*** Opening Excerpted data ***

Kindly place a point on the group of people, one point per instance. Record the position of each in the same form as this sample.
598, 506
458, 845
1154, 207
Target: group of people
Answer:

*** Closing Excerpted data ***

[Task requirements]:
Would you write down every record again, exactly?

[Response]:
Kindly place a point on the group of people, one point per instance. Record the position of each in the same form as this sample.
598, 506
458, 845
1154, 207
Target: group of people
Answer:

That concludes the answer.